### [PAGE]
---*---

I grant a motion for a new trial only if the verdict is against the clear weight of the evidence or results in a miscarriage of justice. Foisy v. Royal Maccabees Life Ins. Co., 356 F.3d 141, 146 (1st Cir. 2004).
I upset a jury's damage award only if "the award exceeds any rational appraisal or estimate of the damages that could be based upon the evidence before [the court]." Wortley v. Camplin, 333 F.3d 284, 297 (1st Cir. 2003) (internal quotation marks and citation omitted).
II. FACTUAL BACKGROUND
The jury could have found the following facts (stated in a light most favorable to the plaintiff). Rockland owned and operated the Rockland Fish Pier ("Fish Pier") at the time of the sinking in February 2002. Water Street Management ("Water Street") operated the Fish Pier for Rockland from May 1998 to December 2001 through a lease agreement with Rockland. During that period, Everard Dodge, who managed the pier for and had an ownership interest in Water Street, alerted Rockland to problems with the pier and specifically mentioned the poor condition of the pilings. During his tenure, Dodge routinely inspected the condition of the pier, repaired pilings and chafe boards and cut off any bolts protruding from the pilings. Rockland assumed operation of the pier in January 2002. Rockland did not continue the inspections and repairs previously performed by Dodge after it began operating the pier. Many pilings were severely worn down, pilings were not replaced, chafe boards were broken or missing and the bolts that affixed them to the pilings were missing, bent over or protruding. Moreover, Rockland failed to provide the berths at the Fish Pier with enough "camels" (large logs with tires attached that serve as fender systems between vessels and the pilings of a pier). There were no camels at all at the "take-out berth," a temporary location where vessels dock to take out their catch and where the Sailor was moored at the time she sank.
The Sailor docked at the Fish Pier February 9, 2002, then moved into the take-out berth February 12, 2002 in preparation for a voyage. The Sailor's owner, Gary Hatch,2 and her captain, Myron Benner, moored the vessel in the take-out berth. Both Hatch and Benner were experienced seafarers familiar with the Fish Pier and the take-out berth. They moored the Sailor according to their usual custom and practice for that berth. Hatch and Benner placed two polyballs between the vessel and the pier to serve as a cushion between the Sailor and the pilings. They left six feet of slack in the lines to accommodate the high and low tides. Hatch worked on the Sailor at the take -out berth on a daily basis between February 12 and February 15. Hatch last checked the vessel around 9:30 p.m. February 15. Benner also tended to the vessel on February 15. On the evening of February 15 there was a southwest wind of twenty to twenty-five knots. This southwest wind pushed the Sailor into the pier, so Hatch placed an additional bowline on the Sailor to protect the vessel.

---*---

### [ITEMS]
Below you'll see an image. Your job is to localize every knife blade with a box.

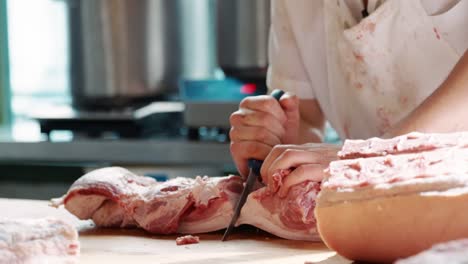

[221,90,284,241]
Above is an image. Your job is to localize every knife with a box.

[221,90,284,241]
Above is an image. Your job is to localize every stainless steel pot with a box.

[68,0,217,108]
[216,0,270,79]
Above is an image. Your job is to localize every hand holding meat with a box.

[260,143,340,197]
[230,93,300,176]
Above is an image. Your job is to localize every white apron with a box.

[319,0,468,138]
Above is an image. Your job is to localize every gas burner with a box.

[30,102,184,139]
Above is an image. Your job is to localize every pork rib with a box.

[0,218,80,264]
[52,167,320,240]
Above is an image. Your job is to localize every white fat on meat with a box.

[55,167,320,241]
[237,181,320,241]
[338,132,468,159]
[0,218,80,264]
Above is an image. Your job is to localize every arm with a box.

[384,51,468,137]
[295,99,325,144]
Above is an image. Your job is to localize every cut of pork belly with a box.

[338,132,468,159]
[237,181,320,241]
[395,239,468,264]
[0,218,80,264]
[52,167,242,234]
[53,167,320,241]
[322,148,468,195]
[315,132,468,263]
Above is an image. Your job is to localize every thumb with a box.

[279,93,300,122]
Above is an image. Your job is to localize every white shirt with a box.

[267,0,468,138]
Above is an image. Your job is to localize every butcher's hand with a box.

[260,143,341,197]
[229,93,300,177]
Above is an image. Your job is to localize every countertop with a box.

[0,198,351,264]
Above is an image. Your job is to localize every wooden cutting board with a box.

[0,198,351,264]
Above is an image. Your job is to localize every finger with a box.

[260,145,293,183]
[230,140,272,177]
[267,149,321,175]
[278,164,326,198]
[230,109,286,138]
[239,95,287,124]
[279,93,299,117]
[229,126,281,147]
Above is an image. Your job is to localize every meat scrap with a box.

[395,239,468,264]
[0,218,80,264]
[176,235,200,246]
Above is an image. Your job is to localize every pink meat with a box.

[176,235,200,246]
[238,175,320,241]
[322,148,468,189]
[338,132,468,159]
[395,239,468,264]
[0,218,80,264]
[53,167,242,234]
[53,167,320,240]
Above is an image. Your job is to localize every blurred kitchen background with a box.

[0,0,337,199]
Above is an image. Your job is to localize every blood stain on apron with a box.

[433,27,440,40]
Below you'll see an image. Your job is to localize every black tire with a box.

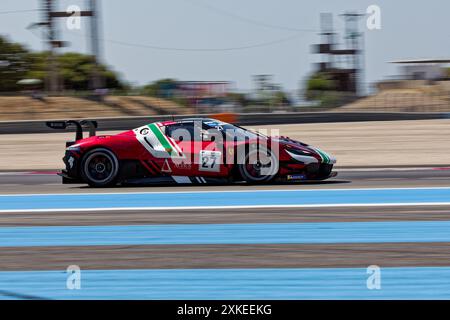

[80,148,119,188]
[238,148,280,184]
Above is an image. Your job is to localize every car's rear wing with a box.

[45,120,98,146]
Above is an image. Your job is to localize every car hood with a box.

[272,137,336,164]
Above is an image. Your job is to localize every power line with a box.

[67,34,310,52]
[0,9,39,14]
[185,0,318,33]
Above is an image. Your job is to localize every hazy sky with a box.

[0,0,450,90]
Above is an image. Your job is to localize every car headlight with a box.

[287,148,312,156]
[66,146,81,152]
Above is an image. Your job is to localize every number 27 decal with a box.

[199,150,222,172]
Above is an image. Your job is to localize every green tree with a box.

[0,36,126,91]
[27,52,125,90]
[0,36,29,91]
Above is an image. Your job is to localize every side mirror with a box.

[202,132,216,142]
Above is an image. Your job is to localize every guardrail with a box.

[0,112,450,134]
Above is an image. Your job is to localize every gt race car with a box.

[47,118,337,187]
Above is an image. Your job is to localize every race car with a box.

[47,118,337,187]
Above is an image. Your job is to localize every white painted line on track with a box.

[0,186,450,197]
[0,202,450,213]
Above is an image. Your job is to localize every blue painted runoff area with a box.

[0,188,450,211]
[0,267,450,300]
[0,221,450,247]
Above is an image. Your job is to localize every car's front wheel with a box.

[238,148,279,183]
[81,148,119,188]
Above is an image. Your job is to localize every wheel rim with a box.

[243,150,278,181]
[84,152,117,183]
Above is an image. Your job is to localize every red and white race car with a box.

[47,118,336,187]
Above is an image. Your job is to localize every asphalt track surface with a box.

[0,168,450,299]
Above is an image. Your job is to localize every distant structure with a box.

[176,81,232,106]
[313,13,364,95]
[29,0,103,92]
[391,59,450,81]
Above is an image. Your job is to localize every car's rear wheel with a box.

[81,148,119,188]
[238,148,279,183]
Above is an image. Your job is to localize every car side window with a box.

[165,122,199,141]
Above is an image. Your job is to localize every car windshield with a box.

---*---

### [TASK LIST]
1: According to the court opinion, who was the captain of the Sailor?
2: From the court opinion, please extract everything from "I grant a motion" down to "and citation omitted).".

### [FINAL RESULTS]
1: Myron Benner.

2:
I grant a motion for a new trial only if the verdict is against the clear weight of the evidence or results in a miscarriage of justice. Foisy v. Royal Maccabees Life Ins. Co., 356 F.3d 141, 146 (1st Cir. 2004).
I upset a jury's damage award only if "the award exceeds any rational appraisal or estimate of the damages that could be based upon the evidence before [the court]." Wortley v. Camplin, 333 F.3d 284, 297 (1st Cir. 2003) (internal quotation marks and citation omitted).